> Text to read

□ □ □

2. Noah’s Final Clarity and the Call to Escape
- During a rare lucid moment, Noah begs Damaris to flee with their sons, warning that Josiah’s fanatic crusade will destroy them all.
- He admits he was never called to the clergy, but coerced by Josiah.
- He reveals hidden funds meant to help Damaris escape, urges her never to return, and accepts his own doomed fate.
- “This illness is taking me. … I have been gifted this moment of clarity, but it soon will pass and I will be lost to this world.” —Noah (13:07)
3. Madness and Exorcism by Violence
- Noah’s clarity soon fades. He becomes cruel, recounting a horrifying vision of Damaris’s mother burning in hell and fantasizes about inflicting agony on his family.
- Josiah, returning with “the tools of the Lord’s mercy”—a crucifix and ashen stake—proceeds to kill Noah in a violent, ritualized act.

□ □ □

> Exercises
- a) In the story summary, shorten the point that begins "Noah’s clarity soon fades" while keeping its main facts.
- b) Answer these questions from the story summary, one line each:
(i) Who coerced Noah into the clergy?
(ii) What does Noah reveal that is meant to help Damaris escape?
(iii) Which two objects does Josiah bring back before killing Noah?

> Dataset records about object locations
□ □ □

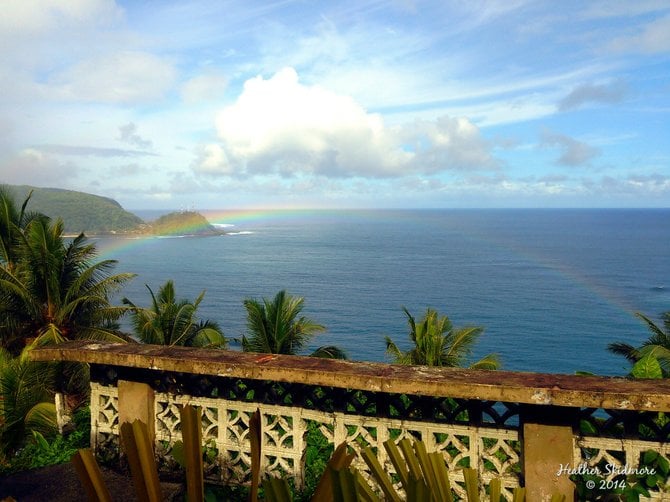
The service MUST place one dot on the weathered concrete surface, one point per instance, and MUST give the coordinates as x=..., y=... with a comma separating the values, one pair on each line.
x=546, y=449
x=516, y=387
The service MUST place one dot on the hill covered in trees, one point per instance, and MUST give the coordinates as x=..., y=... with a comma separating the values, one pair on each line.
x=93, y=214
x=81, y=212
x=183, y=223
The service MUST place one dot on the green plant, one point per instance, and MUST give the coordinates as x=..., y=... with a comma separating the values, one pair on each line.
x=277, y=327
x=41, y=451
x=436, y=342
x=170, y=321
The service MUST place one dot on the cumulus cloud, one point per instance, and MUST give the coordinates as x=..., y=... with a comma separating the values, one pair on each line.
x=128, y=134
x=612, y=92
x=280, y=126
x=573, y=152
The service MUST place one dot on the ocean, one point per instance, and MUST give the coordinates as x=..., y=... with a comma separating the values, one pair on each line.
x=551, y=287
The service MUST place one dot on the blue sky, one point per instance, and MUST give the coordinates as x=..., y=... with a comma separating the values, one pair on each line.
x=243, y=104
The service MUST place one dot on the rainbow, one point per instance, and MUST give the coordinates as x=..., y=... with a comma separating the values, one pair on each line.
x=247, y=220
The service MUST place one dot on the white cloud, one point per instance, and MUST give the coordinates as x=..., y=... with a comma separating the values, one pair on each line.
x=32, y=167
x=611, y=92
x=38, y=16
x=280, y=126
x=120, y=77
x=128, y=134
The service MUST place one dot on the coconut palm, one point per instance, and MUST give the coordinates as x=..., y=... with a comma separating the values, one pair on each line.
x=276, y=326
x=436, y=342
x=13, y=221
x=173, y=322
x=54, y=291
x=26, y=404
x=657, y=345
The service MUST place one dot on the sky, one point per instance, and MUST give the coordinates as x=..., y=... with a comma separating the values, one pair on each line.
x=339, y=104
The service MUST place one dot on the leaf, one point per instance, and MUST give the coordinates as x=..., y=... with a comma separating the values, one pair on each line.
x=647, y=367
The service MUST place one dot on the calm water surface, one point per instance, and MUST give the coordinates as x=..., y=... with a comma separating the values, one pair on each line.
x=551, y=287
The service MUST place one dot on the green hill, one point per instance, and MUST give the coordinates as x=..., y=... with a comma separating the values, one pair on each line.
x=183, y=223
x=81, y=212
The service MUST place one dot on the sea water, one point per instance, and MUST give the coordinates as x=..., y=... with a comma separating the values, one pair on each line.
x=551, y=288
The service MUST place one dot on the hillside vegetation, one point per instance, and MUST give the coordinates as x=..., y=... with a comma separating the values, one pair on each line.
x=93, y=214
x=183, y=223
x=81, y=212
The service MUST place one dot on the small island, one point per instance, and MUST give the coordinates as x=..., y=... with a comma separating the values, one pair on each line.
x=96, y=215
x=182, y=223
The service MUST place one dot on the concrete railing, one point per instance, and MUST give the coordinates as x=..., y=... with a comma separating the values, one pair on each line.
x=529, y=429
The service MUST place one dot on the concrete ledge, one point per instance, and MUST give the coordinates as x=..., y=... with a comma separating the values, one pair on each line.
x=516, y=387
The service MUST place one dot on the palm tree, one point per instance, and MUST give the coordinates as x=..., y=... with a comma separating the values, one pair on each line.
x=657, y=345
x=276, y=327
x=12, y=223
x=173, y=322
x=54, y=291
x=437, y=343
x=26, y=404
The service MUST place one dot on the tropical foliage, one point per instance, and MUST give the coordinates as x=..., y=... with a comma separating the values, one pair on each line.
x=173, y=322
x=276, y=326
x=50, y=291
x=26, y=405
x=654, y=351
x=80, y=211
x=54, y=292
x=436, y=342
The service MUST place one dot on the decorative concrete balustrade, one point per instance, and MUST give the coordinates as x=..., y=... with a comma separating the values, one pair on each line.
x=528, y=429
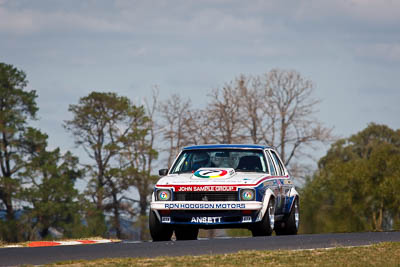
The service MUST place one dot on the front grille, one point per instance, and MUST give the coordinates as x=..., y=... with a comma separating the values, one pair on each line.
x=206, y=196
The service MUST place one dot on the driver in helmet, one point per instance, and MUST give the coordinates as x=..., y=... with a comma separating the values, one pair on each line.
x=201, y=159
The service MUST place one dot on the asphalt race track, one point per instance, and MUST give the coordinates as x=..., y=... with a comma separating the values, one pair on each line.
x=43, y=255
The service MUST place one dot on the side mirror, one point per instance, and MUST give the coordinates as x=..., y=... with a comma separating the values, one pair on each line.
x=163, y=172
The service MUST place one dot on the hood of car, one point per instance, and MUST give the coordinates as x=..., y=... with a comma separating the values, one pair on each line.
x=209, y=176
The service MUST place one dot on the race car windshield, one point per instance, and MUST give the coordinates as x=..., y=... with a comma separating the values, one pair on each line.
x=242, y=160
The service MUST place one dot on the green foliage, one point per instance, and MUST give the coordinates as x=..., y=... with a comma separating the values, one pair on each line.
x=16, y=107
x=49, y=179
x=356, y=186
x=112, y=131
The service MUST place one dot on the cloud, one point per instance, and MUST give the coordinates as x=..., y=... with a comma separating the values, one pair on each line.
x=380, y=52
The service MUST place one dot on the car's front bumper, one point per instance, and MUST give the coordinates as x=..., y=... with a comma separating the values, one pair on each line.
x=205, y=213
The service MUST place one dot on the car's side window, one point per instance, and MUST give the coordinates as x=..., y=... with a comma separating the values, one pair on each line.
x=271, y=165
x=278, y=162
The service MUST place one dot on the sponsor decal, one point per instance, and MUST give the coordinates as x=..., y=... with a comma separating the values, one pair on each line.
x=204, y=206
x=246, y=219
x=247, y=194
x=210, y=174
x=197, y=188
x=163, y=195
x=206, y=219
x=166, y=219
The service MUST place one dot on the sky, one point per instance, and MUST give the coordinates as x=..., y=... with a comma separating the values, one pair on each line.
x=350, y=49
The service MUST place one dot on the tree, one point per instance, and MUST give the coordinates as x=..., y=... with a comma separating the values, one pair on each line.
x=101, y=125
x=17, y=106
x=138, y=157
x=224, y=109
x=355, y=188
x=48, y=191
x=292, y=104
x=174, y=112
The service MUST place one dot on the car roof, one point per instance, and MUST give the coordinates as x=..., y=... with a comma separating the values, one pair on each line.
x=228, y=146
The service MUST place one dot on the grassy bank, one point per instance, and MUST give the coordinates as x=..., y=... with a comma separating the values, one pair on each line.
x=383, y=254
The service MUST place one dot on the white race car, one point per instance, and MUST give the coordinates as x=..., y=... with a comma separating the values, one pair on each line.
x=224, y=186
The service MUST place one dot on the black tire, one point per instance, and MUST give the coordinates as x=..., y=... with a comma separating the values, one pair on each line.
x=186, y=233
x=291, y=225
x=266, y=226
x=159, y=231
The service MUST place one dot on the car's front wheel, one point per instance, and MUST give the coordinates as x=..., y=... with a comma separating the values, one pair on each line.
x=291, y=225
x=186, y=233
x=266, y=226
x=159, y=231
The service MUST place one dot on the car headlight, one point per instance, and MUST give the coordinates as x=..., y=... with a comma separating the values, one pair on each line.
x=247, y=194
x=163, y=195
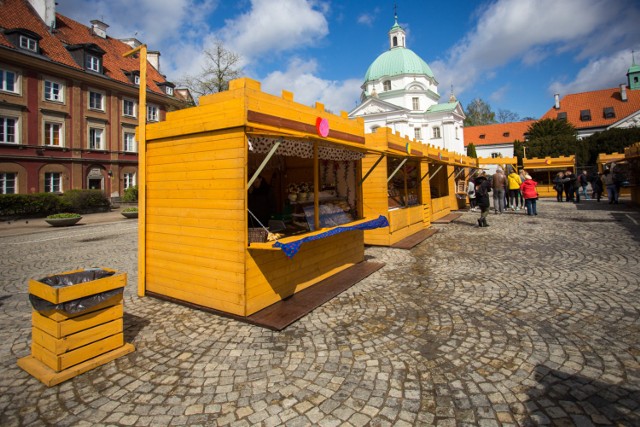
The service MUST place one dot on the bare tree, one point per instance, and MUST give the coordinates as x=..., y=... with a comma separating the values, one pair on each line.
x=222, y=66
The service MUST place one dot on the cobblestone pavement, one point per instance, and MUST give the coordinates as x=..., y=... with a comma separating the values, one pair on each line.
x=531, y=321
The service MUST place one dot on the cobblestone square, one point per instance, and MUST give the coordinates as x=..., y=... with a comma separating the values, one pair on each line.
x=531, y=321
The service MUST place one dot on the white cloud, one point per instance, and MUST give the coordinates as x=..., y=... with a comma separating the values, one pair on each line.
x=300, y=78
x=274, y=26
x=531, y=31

□ □ □

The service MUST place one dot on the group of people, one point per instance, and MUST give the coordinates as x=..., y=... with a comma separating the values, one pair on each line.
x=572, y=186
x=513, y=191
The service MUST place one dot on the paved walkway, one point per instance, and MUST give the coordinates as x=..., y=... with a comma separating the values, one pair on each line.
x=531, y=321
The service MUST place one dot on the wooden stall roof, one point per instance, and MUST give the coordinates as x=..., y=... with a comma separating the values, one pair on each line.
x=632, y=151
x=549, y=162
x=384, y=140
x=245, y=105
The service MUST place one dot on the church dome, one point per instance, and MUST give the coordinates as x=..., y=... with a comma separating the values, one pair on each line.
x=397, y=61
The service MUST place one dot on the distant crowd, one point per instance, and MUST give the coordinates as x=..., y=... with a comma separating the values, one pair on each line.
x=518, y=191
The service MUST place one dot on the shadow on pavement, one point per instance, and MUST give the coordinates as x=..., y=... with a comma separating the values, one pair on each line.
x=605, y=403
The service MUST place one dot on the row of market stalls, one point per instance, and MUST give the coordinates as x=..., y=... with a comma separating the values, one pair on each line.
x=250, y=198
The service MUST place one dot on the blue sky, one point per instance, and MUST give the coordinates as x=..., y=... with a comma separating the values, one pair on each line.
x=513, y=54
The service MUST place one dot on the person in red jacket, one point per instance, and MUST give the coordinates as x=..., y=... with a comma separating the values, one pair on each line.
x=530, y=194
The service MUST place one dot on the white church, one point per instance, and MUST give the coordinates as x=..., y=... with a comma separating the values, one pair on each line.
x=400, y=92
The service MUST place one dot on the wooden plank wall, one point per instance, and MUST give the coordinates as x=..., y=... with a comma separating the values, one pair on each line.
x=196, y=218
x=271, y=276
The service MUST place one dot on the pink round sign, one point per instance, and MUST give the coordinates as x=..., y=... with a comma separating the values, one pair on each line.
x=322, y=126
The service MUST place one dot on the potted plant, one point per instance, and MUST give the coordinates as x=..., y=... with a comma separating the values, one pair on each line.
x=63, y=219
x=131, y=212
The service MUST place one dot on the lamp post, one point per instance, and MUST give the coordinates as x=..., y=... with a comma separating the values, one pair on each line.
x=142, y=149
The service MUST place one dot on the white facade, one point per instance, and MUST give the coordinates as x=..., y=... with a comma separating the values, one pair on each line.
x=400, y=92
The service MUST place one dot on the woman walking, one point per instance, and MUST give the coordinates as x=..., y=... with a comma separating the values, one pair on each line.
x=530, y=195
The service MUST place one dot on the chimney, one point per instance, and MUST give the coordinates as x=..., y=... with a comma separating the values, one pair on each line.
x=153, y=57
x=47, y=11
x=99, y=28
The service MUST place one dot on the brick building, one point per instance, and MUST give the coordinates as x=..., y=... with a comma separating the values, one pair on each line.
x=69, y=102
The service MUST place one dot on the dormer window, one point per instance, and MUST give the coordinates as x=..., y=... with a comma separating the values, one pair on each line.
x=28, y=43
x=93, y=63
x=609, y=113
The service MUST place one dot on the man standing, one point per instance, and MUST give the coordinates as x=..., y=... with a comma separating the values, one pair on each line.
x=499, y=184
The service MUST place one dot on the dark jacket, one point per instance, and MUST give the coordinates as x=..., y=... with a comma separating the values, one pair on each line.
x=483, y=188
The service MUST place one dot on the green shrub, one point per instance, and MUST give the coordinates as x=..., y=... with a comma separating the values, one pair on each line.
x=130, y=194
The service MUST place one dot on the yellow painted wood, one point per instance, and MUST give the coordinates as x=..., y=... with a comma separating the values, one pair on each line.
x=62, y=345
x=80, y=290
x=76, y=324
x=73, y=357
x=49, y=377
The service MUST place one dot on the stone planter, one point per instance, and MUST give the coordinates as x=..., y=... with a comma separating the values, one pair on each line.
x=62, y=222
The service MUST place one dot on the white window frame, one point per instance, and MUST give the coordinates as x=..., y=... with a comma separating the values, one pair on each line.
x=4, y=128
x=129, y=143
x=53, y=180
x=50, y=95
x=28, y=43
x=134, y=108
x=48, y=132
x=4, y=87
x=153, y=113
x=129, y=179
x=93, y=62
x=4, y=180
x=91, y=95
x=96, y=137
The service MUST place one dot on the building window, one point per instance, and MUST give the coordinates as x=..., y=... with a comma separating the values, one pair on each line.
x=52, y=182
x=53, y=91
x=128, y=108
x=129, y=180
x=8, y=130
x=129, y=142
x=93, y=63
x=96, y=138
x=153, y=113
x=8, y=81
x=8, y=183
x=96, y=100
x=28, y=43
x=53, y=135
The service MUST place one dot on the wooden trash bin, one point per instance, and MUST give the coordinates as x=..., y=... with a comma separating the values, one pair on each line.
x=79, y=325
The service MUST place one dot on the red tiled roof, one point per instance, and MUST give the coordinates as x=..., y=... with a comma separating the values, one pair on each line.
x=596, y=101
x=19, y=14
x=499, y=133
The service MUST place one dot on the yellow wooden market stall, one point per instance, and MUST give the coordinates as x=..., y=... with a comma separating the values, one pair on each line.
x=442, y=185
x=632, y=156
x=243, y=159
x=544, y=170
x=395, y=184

□ □ □

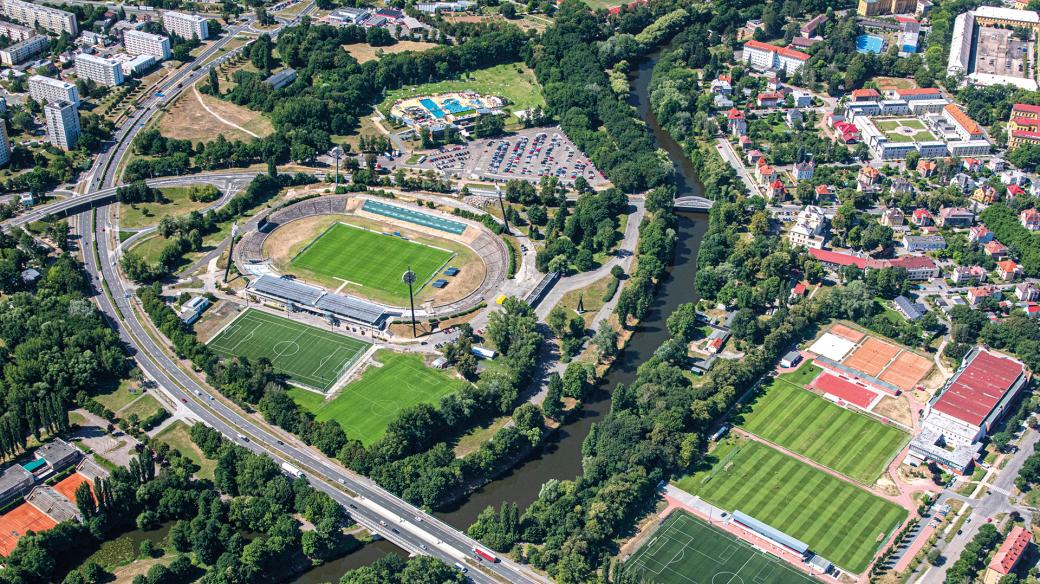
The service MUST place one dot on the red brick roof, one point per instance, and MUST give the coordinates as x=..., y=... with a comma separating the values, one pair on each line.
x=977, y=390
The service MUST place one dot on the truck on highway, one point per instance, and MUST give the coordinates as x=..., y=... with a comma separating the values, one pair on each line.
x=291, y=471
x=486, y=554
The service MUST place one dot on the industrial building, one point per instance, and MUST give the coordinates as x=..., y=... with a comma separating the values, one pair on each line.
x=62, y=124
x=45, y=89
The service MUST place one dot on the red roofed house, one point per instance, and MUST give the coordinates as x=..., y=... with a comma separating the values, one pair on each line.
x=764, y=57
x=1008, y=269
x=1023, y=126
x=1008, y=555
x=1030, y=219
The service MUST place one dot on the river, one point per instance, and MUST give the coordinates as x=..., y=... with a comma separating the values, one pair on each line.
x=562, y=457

□ □ □

> Completed exercise
- a) Noah's lucidity fades and he turns cruel. He describes a vision of Damaris's mother burning in hell and imagines making his family suffer agony.

- b)
(i) Josiah.
(ii) Hidden funds.
(iii) A crucifix and an ashen stake.